====== The data ======

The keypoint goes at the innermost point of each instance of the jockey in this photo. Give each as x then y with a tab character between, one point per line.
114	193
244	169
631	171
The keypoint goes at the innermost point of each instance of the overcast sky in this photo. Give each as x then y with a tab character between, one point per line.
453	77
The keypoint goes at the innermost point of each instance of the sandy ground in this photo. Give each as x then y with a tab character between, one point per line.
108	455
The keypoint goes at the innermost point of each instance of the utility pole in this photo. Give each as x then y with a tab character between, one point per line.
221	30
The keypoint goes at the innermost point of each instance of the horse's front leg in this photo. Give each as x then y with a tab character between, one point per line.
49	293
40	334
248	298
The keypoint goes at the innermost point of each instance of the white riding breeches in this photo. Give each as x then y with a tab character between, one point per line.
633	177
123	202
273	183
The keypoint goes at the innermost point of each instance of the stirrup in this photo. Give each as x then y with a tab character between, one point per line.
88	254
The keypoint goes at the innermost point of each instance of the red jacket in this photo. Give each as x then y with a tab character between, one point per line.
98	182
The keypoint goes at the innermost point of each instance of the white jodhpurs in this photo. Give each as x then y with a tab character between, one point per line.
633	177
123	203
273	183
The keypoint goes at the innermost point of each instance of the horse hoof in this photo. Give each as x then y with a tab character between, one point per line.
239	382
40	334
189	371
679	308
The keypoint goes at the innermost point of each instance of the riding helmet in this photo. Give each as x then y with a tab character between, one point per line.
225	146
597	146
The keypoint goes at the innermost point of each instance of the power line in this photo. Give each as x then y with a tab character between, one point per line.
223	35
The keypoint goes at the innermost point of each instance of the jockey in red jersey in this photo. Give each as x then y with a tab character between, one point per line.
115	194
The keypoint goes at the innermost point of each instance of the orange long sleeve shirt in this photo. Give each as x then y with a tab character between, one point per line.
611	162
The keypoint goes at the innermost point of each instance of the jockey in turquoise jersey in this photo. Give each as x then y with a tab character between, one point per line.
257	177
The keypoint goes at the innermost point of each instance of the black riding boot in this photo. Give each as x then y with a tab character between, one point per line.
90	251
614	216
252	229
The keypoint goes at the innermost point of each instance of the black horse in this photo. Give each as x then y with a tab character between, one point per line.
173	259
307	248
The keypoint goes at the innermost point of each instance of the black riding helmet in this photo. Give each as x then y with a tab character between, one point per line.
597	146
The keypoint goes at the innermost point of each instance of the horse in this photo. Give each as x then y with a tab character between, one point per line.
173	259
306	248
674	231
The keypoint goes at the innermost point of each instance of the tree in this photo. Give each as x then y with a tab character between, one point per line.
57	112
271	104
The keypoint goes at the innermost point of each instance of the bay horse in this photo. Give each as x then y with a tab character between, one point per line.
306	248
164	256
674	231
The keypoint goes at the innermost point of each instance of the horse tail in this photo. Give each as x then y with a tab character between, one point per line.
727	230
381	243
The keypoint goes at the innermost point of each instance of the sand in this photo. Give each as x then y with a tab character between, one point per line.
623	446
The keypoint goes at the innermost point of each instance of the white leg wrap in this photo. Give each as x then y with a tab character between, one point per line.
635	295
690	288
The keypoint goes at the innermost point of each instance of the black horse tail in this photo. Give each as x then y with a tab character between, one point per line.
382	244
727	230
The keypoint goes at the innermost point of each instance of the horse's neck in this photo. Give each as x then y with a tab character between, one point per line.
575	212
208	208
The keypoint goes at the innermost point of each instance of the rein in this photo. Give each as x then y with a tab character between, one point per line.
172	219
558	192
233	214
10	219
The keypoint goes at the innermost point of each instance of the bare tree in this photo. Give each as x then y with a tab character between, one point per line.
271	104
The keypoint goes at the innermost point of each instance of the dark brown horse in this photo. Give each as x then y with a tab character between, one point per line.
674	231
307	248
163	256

======
====== The data ======

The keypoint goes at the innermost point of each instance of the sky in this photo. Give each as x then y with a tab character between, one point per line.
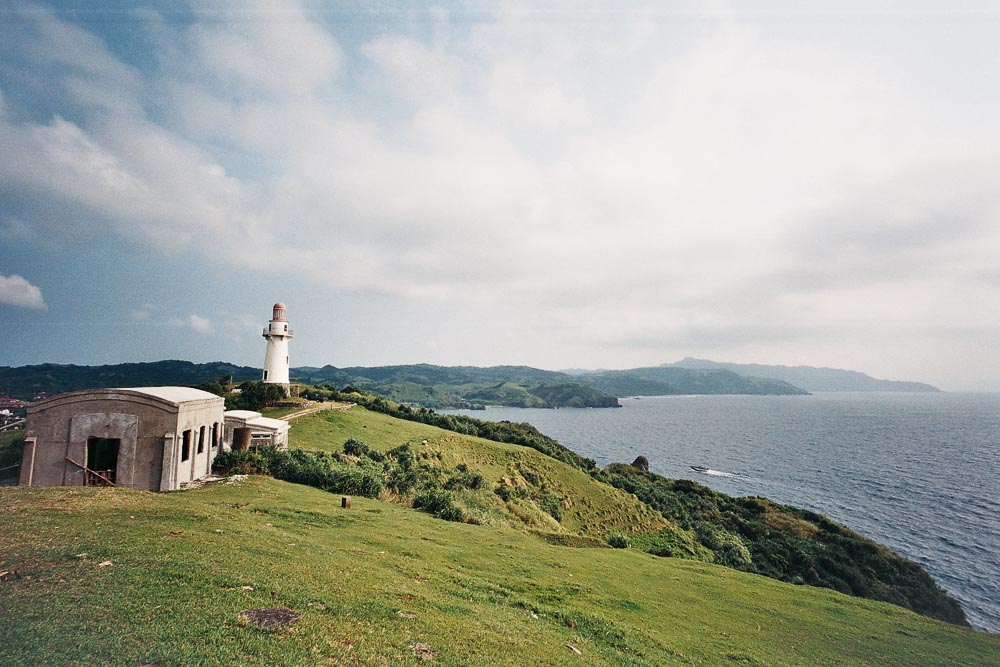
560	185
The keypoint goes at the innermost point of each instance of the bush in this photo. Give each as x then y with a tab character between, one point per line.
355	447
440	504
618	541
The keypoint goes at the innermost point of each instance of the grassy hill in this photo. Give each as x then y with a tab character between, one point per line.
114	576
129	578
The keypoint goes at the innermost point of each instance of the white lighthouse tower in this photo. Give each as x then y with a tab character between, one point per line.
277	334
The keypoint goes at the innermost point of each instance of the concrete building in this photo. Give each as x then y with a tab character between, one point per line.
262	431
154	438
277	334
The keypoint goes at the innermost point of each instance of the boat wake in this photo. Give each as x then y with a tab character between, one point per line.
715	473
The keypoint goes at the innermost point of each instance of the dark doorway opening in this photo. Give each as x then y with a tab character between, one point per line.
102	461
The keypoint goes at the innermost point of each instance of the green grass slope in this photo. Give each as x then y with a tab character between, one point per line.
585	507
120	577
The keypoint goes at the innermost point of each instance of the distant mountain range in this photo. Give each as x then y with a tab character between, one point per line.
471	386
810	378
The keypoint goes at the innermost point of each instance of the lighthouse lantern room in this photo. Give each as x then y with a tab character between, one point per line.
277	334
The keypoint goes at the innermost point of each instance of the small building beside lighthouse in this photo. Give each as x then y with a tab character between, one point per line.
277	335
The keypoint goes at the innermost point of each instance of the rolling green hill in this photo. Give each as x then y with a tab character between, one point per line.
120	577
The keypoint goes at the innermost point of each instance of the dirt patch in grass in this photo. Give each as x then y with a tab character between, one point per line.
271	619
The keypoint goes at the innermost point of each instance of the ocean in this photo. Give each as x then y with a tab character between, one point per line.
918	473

======
====== The data ======

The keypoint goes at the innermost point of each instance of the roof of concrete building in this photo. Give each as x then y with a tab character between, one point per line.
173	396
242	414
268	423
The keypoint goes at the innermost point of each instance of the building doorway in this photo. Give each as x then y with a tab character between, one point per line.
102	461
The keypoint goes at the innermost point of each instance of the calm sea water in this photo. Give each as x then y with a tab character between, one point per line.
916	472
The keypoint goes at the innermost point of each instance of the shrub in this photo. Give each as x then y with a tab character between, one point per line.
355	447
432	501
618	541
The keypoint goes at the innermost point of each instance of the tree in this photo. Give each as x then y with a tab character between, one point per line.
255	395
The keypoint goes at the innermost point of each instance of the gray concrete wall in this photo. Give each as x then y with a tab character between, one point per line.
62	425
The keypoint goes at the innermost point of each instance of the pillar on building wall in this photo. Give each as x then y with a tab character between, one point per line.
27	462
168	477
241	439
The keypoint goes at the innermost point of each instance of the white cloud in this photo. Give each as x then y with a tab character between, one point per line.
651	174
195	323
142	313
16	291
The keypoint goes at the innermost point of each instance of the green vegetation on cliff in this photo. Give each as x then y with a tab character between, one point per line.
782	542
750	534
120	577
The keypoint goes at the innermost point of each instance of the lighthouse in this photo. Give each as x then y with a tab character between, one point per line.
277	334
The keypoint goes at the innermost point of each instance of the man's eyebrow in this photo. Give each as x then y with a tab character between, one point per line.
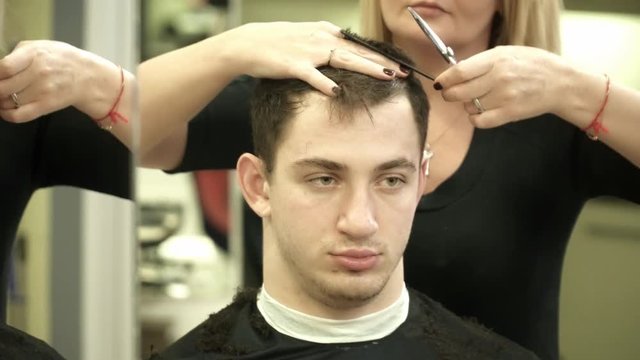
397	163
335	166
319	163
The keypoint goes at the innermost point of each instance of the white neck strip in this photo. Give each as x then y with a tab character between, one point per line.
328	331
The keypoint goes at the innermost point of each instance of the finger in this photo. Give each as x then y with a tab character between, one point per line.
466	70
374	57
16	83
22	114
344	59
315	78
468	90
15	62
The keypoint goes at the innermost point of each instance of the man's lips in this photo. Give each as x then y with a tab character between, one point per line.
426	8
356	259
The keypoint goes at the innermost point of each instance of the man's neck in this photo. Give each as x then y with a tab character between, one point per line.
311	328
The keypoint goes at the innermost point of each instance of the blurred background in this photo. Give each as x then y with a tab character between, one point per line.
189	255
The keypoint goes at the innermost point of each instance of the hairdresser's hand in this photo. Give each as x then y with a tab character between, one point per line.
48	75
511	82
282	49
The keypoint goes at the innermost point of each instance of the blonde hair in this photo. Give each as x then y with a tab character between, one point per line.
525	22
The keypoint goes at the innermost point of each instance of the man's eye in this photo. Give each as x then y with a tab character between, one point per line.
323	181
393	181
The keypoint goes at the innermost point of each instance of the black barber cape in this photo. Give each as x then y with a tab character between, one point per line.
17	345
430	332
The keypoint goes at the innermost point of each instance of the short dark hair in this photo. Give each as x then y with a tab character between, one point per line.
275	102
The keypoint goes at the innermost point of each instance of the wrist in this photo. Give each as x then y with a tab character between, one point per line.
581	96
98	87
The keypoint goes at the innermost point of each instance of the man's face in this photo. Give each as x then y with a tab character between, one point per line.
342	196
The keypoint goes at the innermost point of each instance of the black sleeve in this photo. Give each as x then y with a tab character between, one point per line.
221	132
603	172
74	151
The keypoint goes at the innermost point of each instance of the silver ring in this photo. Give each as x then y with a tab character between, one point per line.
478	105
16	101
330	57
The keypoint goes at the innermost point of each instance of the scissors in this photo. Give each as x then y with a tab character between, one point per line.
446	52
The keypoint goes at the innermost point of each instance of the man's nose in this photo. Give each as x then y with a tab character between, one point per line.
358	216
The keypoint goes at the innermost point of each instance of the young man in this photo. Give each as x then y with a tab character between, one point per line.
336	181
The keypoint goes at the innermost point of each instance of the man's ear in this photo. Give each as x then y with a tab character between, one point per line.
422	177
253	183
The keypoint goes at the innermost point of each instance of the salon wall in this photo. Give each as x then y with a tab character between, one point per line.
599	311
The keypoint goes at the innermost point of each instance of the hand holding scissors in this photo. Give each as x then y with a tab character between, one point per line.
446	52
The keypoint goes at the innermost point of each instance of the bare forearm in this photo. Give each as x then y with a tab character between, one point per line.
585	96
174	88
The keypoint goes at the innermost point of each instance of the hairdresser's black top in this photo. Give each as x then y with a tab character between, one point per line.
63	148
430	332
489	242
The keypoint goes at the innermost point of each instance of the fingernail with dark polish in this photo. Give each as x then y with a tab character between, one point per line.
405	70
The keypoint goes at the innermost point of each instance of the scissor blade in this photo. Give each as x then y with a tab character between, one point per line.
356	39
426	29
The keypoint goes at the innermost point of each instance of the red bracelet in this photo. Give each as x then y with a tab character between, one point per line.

======

» What you are asked to do
Transcribe each line of the data above, unaltered, from the one where "the hairdresser's black" appears to the one where "the red bracelet" appears, inclusive of both.

» Answer for this exercise
The keypoint goes at the innermost point of each instance of the hairdresser's black top in this photo. Give each as x then y with a tab character between, one point per line.
63	148
430	332
489	242
The keypoint goes at the innermost point of each instance of the fingernail with dark polish in this photo. Give each as x then y with a tab character between, one point per line.
405	70
The keypoint goes at the innermost point of each instance of the scissor blade in this photo. Give each as x then y with a tab character between, one point per line.
356	39
426	29
The keypoint goes at the innermost point of each instance of the red bracelet in this photo. Give each as x then y with a tab character between, one point per line.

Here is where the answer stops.